-- SELECTED EXTRACT --
# # # # # # #

Building on her experience from the 2008 Olympics, Mari Rabie is ready for her second Olympic appearance in Rio.
When Mari Rabie was a little girl, Elana Meyer gave her and her sister a pair of Mizumu shoes. To her sister’s horror she went around telling everyone she was running in Elana’s shoes. By age 10 she had decided that when she was older she too wanted to go to the Olympics
“At age 10 my “when I grow up” oral at school was to be like Elana Meyer and go to the Olympics.”
Mari Rabie comes from a family of athletes. Her father is a 2:16 marathoner; her mother played provincial level netball and tennis; her sister represented South Africa as a junior in cycling and triathlon; and her brother is on the South African water-polo team.
“Sport has always been a part of my life and I always did it alongside school, university and working part time.”
In 2005, at the age of 18, Mari Rabie raced her first World Cup Event. She has spent the last decade flitting in and out of the sport depending on her academic schedule and health.
Aside from competing in triathlon events at a competitive level, Mari Rabie has an impressive academic career. In 2010 she won the very prestigious academic scholarship, a Rhodes scholarship to study at Oxford University. There, she completed her MSc in Applied Statistics in 2011 and an MBA in 2013. She also works part-time as an Executive Assistant at South African investment giant, Remgro Limited. And in 2014 she co-founded the athleisure brand “Move Pretty” together with Annelize Kotze.
Balancing these aspects has not been without difficulty and sacrifices, with certain pursuits taking priority at varying times.
“It is all about balance, I think it heavily depends on having good structures in place. Also the more demanding the academics become, the more your sport will suffer. I did not race well while I did my two master’s degrees at Oxford. You simply cannot do both well at such a high level. I did however keep on ticking my sport over, as I knew I wanted to return post-Oxford.”
Mari credits her co-founder Annelize as the one who does most of the work right now and admits she needs to be constantly busy.
“I suppose it is what makes you tick. I need to be busy and rather be working on something than spending time on social media.”
Mari likens qualifying for the 2016 Rio Olympics to burying a skeleton.
“For me personally it was getting rid of a skeleton (Beijing was a disaster). I finished my last MBA exam the weekend that the 2013 World Triathlon Championships was held in Hyde Park, London. A friend, American Rhodes Scholar, Justine Schluntz (NCAA Sportswoman of the year 2010) made the trip from Oxford to go watch the race. Some of my friends from racing the circuit before were still racing and when I told them of my plans to come back to triathlon the responses mostly went something like ‘Forget it Mari, the sport has moved on, you won’t be able to make it again’. I remembered walking away and Justine told me not to listen to them, to prove them wrong. “
And prove them wrong she did, despite battling heart health problems, which caused her to miss 10 out of the 24 months qualifying period, Mari managed to qualify.

# # # # # # #

-- EXERCISE AIM --
Carry on the profile of triathlete Mari Rabie from the point where it stops.

-- ENTRIES PROVIDED --
# # # # # # #

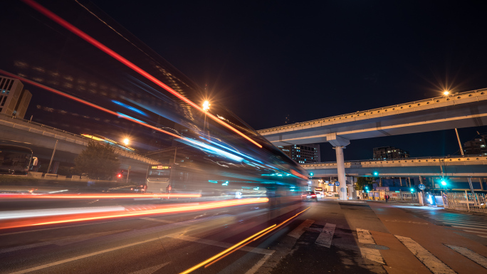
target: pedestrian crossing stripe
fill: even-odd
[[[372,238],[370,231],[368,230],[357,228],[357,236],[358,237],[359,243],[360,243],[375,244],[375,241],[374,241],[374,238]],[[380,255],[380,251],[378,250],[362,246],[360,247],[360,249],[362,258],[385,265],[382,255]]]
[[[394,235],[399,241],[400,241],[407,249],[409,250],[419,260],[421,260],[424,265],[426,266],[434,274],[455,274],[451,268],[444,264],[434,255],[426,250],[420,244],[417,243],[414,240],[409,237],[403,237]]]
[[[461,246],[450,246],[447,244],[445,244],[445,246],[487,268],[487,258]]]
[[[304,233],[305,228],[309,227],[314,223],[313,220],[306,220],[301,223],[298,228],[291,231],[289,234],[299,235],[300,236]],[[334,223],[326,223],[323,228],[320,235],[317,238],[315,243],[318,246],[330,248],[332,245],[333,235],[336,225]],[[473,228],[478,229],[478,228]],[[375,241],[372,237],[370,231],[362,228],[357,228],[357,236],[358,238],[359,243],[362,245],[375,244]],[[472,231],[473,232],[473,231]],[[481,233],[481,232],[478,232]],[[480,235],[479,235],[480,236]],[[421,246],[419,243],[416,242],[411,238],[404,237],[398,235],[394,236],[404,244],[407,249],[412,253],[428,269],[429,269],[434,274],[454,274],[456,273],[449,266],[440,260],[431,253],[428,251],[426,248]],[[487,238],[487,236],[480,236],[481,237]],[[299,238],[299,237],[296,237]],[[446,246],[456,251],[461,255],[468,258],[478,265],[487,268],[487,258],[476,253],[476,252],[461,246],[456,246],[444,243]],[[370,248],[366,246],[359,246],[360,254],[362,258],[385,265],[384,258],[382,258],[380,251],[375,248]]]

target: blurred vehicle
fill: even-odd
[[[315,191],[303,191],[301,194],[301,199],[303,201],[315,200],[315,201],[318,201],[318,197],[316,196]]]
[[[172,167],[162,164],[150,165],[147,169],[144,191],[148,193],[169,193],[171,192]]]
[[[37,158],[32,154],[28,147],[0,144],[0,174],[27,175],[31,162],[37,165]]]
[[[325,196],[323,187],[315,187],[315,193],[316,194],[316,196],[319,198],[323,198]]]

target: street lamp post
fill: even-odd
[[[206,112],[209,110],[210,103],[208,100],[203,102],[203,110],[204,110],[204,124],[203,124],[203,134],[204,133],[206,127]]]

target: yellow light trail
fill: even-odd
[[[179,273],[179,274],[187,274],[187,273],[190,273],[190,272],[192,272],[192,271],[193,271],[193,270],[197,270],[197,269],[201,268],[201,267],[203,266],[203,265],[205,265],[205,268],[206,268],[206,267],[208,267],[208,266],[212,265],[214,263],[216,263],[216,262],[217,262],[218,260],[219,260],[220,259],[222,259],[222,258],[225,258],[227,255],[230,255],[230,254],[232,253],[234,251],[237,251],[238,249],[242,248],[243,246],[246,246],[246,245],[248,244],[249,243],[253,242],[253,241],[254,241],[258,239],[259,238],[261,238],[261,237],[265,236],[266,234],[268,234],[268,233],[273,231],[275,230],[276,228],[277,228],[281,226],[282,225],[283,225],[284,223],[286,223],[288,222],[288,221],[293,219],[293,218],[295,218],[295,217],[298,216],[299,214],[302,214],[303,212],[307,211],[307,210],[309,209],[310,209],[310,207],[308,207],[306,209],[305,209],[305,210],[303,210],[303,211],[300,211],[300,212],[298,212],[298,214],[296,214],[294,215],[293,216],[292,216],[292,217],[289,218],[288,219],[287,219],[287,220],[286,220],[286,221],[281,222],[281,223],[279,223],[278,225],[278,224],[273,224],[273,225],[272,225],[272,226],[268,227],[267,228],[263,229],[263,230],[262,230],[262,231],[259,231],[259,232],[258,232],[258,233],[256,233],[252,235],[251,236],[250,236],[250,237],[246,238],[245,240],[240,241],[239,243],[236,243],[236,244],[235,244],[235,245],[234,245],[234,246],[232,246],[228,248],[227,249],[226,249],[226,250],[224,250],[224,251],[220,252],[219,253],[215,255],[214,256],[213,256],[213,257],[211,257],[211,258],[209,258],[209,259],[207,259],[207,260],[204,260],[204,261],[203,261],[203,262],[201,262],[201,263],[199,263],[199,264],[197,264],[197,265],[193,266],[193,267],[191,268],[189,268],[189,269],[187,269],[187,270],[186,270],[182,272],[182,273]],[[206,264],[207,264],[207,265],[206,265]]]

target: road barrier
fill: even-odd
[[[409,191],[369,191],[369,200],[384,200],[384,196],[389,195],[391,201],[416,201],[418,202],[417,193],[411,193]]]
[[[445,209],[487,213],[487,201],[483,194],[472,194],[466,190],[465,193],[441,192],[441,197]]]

# # # # # # #

-- REPLY --
“I guess I had my own doubts too, so it felt great to achieve something that seemed impossible at the time.”
To help pass the time she was forced to sit out due to injuries and health, Mari turned focus on her many other interests.
“I always try and focus on something else…my heart damage was the hardest to deal with as I could do NO training at all – so instead I worked more and wrote one of my Actuarial exams.”
To get into Olympic level condition, Mari trains 7 days a week, doing two sessions before lunch and another two in the afternoon. Hard intervals are her favourite workout, which makes sense seeing as she lists the man who first broke the 4-minute mile barrier, Roger Bannister as her sporting role model.
“I like hard interval runs, especially when I am running well. Running fast is one of the best feelings in the world.”
When it comes to diet, Mari cuts out sugar and alcohol, opting to eat clean, choosing salads and a good South African venison steak as her favourite meal.
“I try to eat balanced to fuel and refuel for training. Sugar is an absolute no-no as well as alcohol. You generally just feel better when you eat “clean” too.”
Going into Rio, Mari Rabie is using her past experience in Beijing to her advantage. Looking forward to a good fair course and hoping that Rio trumps her favourite racing memory.
“Winning the South African U12 Boys Cycling Time Trial Champs [is my favourite racing memory] – the boys didn’t want to stand on the podium with me. Hopefully RIo will trump that memory.”
Whatever happens, Mari Rabie is living the best piece of advice she’s received.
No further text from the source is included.